>> start Input material

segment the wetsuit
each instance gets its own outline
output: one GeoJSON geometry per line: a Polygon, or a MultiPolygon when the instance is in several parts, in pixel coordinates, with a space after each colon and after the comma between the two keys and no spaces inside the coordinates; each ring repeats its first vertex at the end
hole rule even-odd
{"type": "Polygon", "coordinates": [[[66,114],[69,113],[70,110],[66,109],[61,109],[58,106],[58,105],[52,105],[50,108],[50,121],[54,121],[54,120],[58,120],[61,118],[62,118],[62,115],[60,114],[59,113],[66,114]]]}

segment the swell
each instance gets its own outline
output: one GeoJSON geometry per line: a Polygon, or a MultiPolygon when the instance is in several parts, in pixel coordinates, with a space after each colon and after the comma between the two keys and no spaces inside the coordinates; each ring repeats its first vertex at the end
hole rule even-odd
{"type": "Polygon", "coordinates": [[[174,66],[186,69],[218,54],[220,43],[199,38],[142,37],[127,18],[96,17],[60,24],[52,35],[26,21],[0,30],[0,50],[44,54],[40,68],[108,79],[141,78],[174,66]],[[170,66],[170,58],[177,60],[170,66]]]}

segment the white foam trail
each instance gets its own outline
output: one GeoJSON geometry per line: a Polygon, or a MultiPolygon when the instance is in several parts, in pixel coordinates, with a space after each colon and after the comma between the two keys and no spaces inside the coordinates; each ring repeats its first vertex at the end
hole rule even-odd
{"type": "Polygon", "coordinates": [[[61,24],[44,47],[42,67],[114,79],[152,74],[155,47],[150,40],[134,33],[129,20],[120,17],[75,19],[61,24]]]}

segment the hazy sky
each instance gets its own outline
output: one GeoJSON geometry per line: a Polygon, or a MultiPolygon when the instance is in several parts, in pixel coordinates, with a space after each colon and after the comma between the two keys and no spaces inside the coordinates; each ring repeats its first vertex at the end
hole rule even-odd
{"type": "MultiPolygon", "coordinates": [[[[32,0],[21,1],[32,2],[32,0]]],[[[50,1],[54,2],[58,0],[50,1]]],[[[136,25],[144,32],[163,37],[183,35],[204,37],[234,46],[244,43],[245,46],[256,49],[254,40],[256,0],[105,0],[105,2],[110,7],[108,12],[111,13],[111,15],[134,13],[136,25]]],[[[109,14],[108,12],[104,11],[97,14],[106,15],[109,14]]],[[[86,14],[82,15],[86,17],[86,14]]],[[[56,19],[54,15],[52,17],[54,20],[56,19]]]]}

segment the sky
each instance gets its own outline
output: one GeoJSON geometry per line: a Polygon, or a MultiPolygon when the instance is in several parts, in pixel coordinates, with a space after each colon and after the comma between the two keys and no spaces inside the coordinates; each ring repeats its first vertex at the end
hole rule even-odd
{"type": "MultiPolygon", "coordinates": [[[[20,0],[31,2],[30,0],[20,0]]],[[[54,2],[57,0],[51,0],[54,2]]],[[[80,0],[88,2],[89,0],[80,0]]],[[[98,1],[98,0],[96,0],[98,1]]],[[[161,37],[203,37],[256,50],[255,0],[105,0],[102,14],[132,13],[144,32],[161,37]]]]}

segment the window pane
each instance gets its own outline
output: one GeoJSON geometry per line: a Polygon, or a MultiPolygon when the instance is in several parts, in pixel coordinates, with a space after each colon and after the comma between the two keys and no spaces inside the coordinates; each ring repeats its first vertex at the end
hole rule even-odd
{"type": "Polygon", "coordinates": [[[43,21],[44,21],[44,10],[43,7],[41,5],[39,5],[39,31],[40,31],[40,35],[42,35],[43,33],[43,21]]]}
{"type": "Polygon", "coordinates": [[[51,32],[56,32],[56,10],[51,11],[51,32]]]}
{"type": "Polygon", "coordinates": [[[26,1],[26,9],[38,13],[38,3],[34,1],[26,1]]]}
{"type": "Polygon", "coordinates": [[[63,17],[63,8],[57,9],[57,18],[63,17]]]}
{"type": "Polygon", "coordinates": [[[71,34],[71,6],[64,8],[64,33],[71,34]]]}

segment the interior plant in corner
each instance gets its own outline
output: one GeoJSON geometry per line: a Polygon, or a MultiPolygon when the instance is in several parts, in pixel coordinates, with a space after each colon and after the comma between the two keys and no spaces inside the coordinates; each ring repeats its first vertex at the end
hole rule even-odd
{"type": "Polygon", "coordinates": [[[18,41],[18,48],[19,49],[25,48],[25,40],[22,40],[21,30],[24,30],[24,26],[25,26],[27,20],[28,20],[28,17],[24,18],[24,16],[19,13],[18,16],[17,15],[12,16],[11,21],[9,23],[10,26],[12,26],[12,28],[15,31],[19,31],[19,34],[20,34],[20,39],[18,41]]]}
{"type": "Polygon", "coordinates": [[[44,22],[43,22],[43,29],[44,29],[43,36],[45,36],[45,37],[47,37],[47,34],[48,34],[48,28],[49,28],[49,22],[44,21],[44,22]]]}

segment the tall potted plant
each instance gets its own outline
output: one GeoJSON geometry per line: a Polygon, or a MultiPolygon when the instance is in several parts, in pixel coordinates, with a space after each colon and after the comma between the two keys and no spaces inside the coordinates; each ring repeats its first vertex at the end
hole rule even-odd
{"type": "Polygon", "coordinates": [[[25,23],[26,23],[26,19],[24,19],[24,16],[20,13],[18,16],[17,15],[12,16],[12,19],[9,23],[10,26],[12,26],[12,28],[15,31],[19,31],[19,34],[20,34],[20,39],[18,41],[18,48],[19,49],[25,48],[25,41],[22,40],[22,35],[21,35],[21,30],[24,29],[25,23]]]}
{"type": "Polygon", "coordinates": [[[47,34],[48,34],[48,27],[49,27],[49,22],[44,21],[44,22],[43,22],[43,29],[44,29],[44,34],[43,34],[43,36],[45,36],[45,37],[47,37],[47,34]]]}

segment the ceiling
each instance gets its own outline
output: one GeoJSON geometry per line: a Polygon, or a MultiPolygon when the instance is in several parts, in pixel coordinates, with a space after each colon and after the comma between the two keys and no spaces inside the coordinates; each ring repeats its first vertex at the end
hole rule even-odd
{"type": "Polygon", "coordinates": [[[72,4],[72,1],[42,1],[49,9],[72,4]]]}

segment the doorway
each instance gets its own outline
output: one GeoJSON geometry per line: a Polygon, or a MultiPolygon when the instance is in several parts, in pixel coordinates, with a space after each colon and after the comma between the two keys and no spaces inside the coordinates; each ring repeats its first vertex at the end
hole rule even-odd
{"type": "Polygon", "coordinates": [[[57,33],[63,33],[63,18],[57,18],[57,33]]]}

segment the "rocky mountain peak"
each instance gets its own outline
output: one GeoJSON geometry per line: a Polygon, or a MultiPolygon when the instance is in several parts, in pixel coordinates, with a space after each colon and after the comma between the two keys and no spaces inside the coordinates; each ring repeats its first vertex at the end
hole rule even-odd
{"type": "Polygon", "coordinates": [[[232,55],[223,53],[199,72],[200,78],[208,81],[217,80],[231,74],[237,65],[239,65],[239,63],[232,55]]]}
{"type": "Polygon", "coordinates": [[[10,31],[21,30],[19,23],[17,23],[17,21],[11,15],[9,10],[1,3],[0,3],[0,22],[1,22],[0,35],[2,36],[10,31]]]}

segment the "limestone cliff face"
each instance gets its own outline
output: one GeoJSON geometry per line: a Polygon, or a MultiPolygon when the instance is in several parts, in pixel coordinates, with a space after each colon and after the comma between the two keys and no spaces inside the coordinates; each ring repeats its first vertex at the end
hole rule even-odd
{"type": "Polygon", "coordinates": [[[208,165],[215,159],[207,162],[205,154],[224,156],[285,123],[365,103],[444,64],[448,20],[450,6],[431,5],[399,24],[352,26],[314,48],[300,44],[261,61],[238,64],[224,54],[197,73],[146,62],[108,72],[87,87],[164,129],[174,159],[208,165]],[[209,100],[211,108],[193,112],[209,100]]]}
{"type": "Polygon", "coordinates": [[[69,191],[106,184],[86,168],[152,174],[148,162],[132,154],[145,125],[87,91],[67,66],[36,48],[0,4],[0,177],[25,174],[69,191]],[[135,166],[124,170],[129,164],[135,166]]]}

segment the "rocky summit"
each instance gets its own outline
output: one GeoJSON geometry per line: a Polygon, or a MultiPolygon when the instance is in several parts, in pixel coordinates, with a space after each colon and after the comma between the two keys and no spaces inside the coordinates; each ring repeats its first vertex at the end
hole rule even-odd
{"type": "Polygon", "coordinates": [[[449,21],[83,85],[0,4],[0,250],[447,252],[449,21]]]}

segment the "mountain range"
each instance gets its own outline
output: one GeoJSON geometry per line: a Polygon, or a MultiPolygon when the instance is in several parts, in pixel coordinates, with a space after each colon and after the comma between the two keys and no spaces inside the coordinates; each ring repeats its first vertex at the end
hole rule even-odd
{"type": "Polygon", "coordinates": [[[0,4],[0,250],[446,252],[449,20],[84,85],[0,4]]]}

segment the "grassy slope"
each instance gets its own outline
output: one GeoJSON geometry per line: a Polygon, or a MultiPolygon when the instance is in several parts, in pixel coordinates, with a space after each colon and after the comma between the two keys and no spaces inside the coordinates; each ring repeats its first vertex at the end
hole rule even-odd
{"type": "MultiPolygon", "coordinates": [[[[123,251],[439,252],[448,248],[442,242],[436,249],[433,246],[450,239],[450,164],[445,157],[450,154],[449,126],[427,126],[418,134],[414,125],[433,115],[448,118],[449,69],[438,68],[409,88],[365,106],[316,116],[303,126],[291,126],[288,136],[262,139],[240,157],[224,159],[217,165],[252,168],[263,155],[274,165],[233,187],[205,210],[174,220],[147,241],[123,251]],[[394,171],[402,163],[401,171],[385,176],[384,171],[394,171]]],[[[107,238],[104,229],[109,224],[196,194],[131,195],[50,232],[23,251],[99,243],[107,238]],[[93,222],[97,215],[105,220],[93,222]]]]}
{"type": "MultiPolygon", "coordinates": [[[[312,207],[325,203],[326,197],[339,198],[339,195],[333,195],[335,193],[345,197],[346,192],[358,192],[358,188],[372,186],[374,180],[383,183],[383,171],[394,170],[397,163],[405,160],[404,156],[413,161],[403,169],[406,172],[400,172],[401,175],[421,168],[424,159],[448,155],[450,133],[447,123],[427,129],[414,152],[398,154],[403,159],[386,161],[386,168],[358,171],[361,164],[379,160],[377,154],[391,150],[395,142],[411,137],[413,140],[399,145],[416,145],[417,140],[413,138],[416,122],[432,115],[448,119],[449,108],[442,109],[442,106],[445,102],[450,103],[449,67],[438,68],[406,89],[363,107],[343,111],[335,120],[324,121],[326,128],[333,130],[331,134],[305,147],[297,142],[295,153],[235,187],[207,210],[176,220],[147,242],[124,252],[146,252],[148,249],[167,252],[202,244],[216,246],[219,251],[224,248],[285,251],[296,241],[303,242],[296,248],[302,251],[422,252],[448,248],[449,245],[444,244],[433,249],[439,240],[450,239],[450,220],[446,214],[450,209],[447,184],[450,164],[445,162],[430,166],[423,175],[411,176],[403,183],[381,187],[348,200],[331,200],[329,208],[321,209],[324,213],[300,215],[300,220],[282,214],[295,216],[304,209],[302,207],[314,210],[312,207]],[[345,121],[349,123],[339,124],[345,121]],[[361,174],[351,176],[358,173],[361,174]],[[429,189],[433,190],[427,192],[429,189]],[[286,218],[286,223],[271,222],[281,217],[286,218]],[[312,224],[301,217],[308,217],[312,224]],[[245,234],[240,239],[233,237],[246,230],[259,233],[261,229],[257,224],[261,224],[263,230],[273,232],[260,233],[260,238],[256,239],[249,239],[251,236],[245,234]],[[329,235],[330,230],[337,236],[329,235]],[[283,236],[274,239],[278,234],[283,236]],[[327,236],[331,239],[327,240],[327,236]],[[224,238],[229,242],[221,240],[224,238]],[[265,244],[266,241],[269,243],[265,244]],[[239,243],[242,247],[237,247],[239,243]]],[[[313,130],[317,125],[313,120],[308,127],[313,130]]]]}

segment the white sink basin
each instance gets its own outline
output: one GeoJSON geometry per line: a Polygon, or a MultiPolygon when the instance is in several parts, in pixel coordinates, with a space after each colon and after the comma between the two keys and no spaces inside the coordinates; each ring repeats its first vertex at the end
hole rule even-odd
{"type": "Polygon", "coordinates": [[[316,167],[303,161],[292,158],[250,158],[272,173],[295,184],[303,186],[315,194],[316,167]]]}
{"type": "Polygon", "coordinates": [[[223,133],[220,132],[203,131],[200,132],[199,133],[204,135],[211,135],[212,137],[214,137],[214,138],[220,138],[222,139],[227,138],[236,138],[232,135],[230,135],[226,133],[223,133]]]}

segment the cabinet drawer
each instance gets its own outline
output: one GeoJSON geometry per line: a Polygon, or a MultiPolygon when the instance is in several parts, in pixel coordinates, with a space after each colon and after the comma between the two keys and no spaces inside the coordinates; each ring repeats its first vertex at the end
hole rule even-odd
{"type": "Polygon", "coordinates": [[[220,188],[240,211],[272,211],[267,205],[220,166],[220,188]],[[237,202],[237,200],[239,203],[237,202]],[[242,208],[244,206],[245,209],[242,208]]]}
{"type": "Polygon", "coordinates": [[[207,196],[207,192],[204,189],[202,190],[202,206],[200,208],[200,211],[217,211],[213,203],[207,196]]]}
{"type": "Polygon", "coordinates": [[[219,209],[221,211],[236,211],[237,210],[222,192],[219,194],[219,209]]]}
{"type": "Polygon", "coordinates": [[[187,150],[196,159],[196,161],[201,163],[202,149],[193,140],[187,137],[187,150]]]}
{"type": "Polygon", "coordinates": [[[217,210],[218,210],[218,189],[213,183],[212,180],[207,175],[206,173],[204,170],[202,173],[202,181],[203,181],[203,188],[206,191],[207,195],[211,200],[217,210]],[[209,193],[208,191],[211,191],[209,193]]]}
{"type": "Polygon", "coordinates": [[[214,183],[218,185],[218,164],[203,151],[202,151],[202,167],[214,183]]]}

>> end Input material

### Task statement
Exactly as written, give the line containing "segment the cabinet drawer" and all remaining lines of the records.

### Result of the task
segment the cabinet drawer
each instance gets its own outline
output: one GeoJSON geometry per line: a Polygon, or a MultiPolygon when the instance is in several parts, in pixel coordinates, with a space after each colon and after the comma between the two keys and no spaces inside the coordinates; each ring repeats its first vertex at the end
hole rule even-odd
{"type": "Polygon", "coordinates": [[[220,188],[240,211],[272,211],[267,205],[220,166],[220,188]],[[237,202],[237,200],[239,203],[237,202]],[[242,208],[244,206],[245,209],[242,208]]]}
{"type": "Polygon", "coordinates": [[[207,196],[207,192],[204,189],[202,190],[202,206],[200,208],[200,211],[217,211],[213,203],[207,196]]]}
{"type": "Polygon", "coordinates": [[[219,209],[221,211],[236,211],[237,210],[222,192],[219,194],[219,209]]]}
{"type": "Polygon", "coordinates": [[[187,150],[196,159],[196,161],[201,163],[202,149],[193,140],[187,137],[187,150]]]}
{"type": "Polygon", "coordinates": [[[217,210],[218,210],[218,189],[213,183],[212,180],[207,175],[206,173],[204,170],[202,173],[202,181],[203,181],[203,188],[206,191],[207,195],[211,200],[217,210]],[[209,193],[208,191],[211,191],[209,193]]]}
{"type": "Polygon", "coordinates": [[[214,183],[218,185],[218,164],[203,151],[202,151],[202,167],[214,183]]]}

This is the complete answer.